8.5 Constrained Optimization

We consider the following problem:

\theta^*=\argmin_{\theta \in \mathcal{C} }\mathcal{L}(\theta)

where the feasible set is:

\mathcal{C}= \{\theta \in \mathbb{R}^D:h_i(\theta)=0, i \in \mathcal{E},\space g_j(\theta)\leq 0,j\in \mathcal{I}\}

with $\mathcal{E}$ is the set of equality constraints and $\mathcal{I}$ the set of inequality constraints.

8.5.1 Lagrange Multipliers

Let’s have a single constrained $h(\theta)=0$ .

We know that the gradient of the loss and the gradient of the constraint are (anti-?)parallel at some point $\theta^*$ minimizing $\mathcal{L}(\theta)$ .

proof

If we move by $\epsilon$ on the constraint surface we have:
$h(\theta+\epsilon) \approx h(\theta)+\epsilon^\top \nabla h(\theta)$
As we have $h(\theta+\epsilon)=h(\theta)=0$ , we must have $\epsilon \perp \nabla h(\theta)$ .

We seek a point $\theta^*$ on the constrained surface minimizing $\mathcal{L}(\theta)$ . $\nabla \mathcal{L}(\theta)$ must also be orthogonal to the constraint surface, otherwise we could decrease the objective by just moving on the surface.

h(\theta^*)=\lambda \mathcal{L}(\theta^*)

for some $\lambda\in \mathbb{R}$ .

This leads to the objective:

L(\theta,\lambda) \triangleq \mathcal{L}(\theta)+\lambda h(\theta)

At a stationary point, we have:

\nabla_{\theta,\lambda}L(\theta,\lambda)=0 \iff \lambda\nabla_\theta h(\theta)=\nabla \mathcal{L(\theta)},h(\theta)=0

This is called a critical point.

If we have $m>1$ constraints, we can add them:

L(\theta,\lambda)=\mathcal{L}(\theta)+\sum_{i=1}^m \lambda_i h_i(\theta)

We end up with $D+m$ equations for $D+m$ variables and can use unconstrained optimization methods to solve this system.

Exemple

We minimize $\mathcal{L}(\theta_1,\theta_2)=\theta_1^2+\theta_2^2$ , subject to the constraint $\theta_1+\theta_2=1$ .

The Lagrangian is:

L(\theta_1,\theta_2,\lambda)= \theta_1^2+\theta_2^2+\lambda(\theta_1+\theta_2-1)

Therefore we need to solve:

\begin{align} \frac{\partial L(\theta_1,\theta_2,\lambda)}{\partial \theta_1} &=2\theta_1+ \lambda =0 \\ \frac{\partial L(\theta_1,\theta_2,\lambda)}{\partial \theta_2} &=2\theta_2+ \lambda =0 \\ \frac{\partial L(\theta_1,\theta_2,\lambda)}{\partial \lambda} &= \theta_1+\theta_2-1=0 \end{align}

8.5.2 The KKT conditions

We introduce inequality constraints $g(\theta)\leq0$ :

L(\theta)=\mathcal{L}(\theta)+\infin I(g(\theta)>0)

However, this is a discontinuous function that is hard to optimize.

Instead, we can consider $\mu\geq0:$

L(\theta)=\mathcal{L}(\theta)+\mu g(\theta)

and our optimization problem becomes:

\min_\theta \max_{\mu \geq 0} L(\theta,\mu)

Dataset excerpts on pointing at objects:
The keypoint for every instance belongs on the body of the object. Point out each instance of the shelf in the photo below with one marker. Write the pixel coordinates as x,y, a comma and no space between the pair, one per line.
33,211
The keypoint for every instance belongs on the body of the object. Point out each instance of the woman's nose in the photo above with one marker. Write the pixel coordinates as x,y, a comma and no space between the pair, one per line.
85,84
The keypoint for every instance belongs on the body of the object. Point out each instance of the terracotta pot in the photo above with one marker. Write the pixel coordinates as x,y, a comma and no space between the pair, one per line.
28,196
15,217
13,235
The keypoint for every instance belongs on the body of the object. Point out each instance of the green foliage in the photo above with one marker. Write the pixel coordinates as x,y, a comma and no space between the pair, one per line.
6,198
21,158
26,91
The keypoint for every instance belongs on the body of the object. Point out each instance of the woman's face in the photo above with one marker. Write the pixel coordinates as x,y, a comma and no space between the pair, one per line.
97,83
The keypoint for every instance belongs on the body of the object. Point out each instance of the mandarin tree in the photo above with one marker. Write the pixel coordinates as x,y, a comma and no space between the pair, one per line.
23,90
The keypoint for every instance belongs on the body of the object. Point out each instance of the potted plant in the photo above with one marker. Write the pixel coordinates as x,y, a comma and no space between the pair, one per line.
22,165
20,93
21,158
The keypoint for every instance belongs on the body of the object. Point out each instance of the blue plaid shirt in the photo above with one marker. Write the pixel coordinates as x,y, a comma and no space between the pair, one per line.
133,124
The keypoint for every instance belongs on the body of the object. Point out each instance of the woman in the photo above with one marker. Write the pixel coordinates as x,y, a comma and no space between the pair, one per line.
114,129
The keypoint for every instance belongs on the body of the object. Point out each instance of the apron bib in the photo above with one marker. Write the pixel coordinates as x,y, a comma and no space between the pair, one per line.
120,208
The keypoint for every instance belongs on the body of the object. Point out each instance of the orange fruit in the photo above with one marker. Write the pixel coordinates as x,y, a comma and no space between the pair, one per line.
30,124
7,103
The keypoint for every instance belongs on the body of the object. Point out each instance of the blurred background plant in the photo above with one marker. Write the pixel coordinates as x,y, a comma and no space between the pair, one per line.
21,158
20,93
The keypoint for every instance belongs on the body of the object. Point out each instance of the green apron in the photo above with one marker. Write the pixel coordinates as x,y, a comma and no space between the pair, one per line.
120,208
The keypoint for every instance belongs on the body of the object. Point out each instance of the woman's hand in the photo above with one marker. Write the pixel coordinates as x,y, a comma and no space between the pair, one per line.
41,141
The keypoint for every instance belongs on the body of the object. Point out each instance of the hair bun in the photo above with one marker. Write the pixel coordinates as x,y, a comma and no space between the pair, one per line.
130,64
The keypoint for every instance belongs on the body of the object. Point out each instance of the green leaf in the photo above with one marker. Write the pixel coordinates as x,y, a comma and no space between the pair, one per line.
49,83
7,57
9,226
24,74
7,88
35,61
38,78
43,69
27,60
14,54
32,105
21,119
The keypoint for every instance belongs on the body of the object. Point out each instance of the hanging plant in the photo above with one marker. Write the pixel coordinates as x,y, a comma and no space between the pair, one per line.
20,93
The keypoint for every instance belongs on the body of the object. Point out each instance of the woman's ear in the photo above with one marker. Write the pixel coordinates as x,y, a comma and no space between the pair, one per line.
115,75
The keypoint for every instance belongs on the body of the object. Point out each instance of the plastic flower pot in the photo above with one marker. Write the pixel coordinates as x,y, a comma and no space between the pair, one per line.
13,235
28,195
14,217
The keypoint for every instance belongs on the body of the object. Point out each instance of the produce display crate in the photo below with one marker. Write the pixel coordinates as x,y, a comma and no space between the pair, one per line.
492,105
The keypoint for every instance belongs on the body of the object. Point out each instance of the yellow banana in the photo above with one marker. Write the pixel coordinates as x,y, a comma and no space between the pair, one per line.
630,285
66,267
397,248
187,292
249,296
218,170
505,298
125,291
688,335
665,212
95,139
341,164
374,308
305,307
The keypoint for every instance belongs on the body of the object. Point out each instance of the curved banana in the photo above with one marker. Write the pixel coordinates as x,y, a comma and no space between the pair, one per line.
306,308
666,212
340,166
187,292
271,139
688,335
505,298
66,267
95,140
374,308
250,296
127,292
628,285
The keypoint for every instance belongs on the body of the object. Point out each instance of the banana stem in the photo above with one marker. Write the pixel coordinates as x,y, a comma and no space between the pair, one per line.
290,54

● EXERCISE DETAILS: Write the next part of the constrained optimization text, starting after its final line. The listing comes from a separate source.

● TASK ANSWER:
The general Lagrangian becomes:

L(\theta,\lambda,\mu)=\mathcal{L}(\theta)+\sum_{i=1}^m \lambda_i h_i(\theta) + \sum_{j=1}^n \mu_j g_j(\theta)

When $\mathcal{L}$ and $g$ are convex, then all critical points must satisfy the Karush-Kuhn-Tucker (KKT) conditions:

All constraints are satisfied (feasibility)
$g(\theta)\leq 0,h(\theta)=0$
The solution is a stationary point:
$\nabla \mathcal{L}(\theta^*)+\sum_{i=1}^m \lambda_i \nabla h_i(\theta) + \sum_{j=1}^n \mu_j \nabla g_j(\theta)=0$
The penalty for the inequality constraints points in the right direction (dual feasibility):
$\mu \geq 0$
The Lagrange multiplies pick up any slack in the inequality constraints:

\mu \odot g=0

If the $\mathcal{L}$ is convex and the constraints define a convex set, then the KKT conditions are sufficient to ensure global optimality.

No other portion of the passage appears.